# Task item:
Check each line below for the word "query". How many have it? Answer with the number only.

━━━━━━━━━━

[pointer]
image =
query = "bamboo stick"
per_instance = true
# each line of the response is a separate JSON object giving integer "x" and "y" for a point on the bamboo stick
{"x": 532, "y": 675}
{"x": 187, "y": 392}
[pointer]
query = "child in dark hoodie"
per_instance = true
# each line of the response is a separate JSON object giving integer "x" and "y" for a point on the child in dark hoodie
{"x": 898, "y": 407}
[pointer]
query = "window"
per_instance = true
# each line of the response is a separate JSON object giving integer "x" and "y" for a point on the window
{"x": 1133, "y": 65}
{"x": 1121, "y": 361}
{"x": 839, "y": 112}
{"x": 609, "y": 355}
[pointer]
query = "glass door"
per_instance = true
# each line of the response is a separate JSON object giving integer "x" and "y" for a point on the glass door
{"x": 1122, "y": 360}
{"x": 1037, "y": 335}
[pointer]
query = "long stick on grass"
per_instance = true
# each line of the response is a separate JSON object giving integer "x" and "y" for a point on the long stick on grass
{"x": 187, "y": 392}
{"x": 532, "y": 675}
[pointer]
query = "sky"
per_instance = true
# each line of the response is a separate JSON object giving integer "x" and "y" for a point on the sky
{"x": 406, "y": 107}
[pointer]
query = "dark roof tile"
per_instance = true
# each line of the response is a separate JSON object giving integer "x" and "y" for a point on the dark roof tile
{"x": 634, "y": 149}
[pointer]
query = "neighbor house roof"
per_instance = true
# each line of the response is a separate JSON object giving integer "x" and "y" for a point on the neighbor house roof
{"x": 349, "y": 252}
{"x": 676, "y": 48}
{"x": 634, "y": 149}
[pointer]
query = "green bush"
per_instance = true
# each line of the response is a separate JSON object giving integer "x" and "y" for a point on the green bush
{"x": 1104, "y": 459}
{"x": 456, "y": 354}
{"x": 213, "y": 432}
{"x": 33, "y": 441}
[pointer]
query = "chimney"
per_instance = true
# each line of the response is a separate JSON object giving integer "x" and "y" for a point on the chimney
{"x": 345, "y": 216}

━━━━━━━━━━

# Answer to the exercise:
10